- [Goal] Can you copy the data below line for line, without changing a single character?

BEGIN

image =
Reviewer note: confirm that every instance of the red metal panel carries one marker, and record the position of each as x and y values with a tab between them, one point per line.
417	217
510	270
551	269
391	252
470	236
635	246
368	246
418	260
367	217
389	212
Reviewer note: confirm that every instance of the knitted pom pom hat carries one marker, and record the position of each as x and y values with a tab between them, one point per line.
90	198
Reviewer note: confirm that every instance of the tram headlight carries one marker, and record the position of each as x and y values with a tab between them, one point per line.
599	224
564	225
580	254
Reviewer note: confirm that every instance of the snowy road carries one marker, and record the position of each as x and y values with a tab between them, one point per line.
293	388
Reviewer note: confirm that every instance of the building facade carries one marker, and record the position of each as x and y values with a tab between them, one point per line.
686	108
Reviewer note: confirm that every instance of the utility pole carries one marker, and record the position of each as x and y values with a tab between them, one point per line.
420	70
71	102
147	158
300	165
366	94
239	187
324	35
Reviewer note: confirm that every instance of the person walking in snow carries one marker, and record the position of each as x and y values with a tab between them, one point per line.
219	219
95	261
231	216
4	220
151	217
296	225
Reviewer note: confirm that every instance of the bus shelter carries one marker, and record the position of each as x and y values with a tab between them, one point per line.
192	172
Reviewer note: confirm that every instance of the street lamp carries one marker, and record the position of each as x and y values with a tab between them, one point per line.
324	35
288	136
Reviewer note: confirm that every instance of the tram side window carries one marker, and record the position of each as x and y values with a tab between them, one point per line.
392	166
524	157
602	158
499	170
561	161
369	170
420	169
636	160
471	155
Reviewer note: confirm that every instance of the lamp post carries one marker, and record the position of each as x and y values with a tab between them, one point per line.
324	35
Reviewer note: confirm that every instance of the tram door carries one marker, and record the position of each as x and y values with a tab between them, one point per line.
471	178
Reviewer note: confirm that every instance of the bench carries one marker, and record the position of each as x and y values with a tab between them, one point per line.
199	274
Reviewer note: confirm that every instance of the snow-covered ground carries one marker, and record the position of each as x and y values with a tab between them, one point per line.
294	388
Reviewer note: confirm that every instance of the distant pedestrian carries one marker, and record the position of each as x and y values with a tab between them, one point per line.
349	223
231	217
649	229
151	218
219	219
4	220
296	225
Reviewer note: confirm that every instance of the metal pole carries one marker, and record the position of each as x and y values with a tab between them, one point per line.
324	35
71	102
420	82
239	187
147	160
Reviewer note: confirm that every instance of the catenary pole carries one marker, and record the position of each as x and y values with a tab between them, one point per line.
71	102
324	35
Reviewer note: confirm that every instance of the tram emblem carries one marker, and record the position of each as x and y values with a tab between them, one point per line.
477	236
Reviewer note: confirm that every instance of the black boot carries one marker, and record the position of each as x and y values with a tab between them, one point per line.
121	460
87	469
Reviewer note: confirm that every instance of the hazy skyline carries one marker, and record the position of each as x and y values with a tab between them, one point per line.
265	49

END

- [Solved exercise]
image =
Reviewer note: confirm that every instance of the red metal panel carries one marker, and record the position of each as x and y values with a tab between them, one point per line.
417	217
510	270
551	269
391	252
470	236
635	246
368	246
418	260
367	217
389	212
Reviewer note: confirm that every instance of the knitted pom pom hat carries one marker, and record the position of each as x and y values with a tab between them, one point per line.
90	198
Reviewer note: confirm that every instance of the tram headlight carries one marker, and record the position of each as x and y values with a tab between them, one point per line.
599	224
564	225
580	254
Reviewer note: confirm that every instance of the snowy road carries one marker, and record the position of each as x and y values with a tab between them, one point per line.
293	388
Reviewer note: confirm that every instance of the building facade carries one marker, and record the position of each as x and y values with a tab between them, one point per line.
686	108
Reviewer note: confirm that every instance of the utility pole carries one marker, and record the position of each as x and y values with a tab between them, one point per line.
420	70
71	102
147	158
300	165
366	94
239	187
324	35
Reviewer note: confirm that every instance of the person walking in snow carries one marker, and record the position of each as x and y values with a tab between them, one point per line.
219	219
95	261
231	216
4	220
151	217
296	225
Reviewer note: confirm that every instance of the bus shelter carries one marker, and record the position of each as x and y values with a tab between them, one point per line.
192	172
Reviewer note: confirm that every instance of the street lamp carries one marker, and record the position of each as x and y values with a tab between them, one point per line.
324	35
288	136
Reviewer note: confirm that every instance of the tram side window carries one marker, and record the position of each as x and y values with a tab between them, one point per line.
392	166
524	157
602	158
499	170
561	161
369	170
420	169
636	160
471	155
Reviewer note: confirm that every instance of the lamp post carries one marker, and record the position of each as x and y values with a tab between them, one point per line.
324	35
Reviewer note: confirm that every instance of the tram door carries one marker, and record the position of each as x and y values with a tab between them, one point per line.
471	178
Reviewer note: confirm that every instance of the bench carries one marker, and record the position of each as x and y values with a tab between them, one point per line.
199	274
Reviewer note: confirm that every instance of the snow-covered ground carries one marker, and record the position of each as x and y values with a tab between them, one point per line.
294	388
Reviewer note: confirm that every instance of the distant pedestrian carries one marker, and record the position of each as x and y values with a tab between them, one point per line.
349	223
231	217
649	229
151	218
219	219
4	220
296	225
Reviewer note: confirm that every instance of the metal pole carries one marker, and record the position of each as x and y values with a tab between them, one point per line.
324	35
71	102
420	82
239	187
147	160
Reviewer note: confirm that every instance of the catenary pole carries one marker, and record the position of each as x and y values with a tab between them, one point per line.
71	102
324	35
Reviewer note: confirm that every instance of the tram emblem carries one marker, and record the position of each as x and y values with a tab between them, one point per line.
477	236
Reviewer note: confirm that every instance of the black boot carries one marker, and record the position of each as x and y values with a tab between them, one point per line.
121	460
87	469
Reviewer note: confirm that every instance of the hazy skyline carries one marker, and record the position of each as x and y values with a tab between them, one point per line.
265	49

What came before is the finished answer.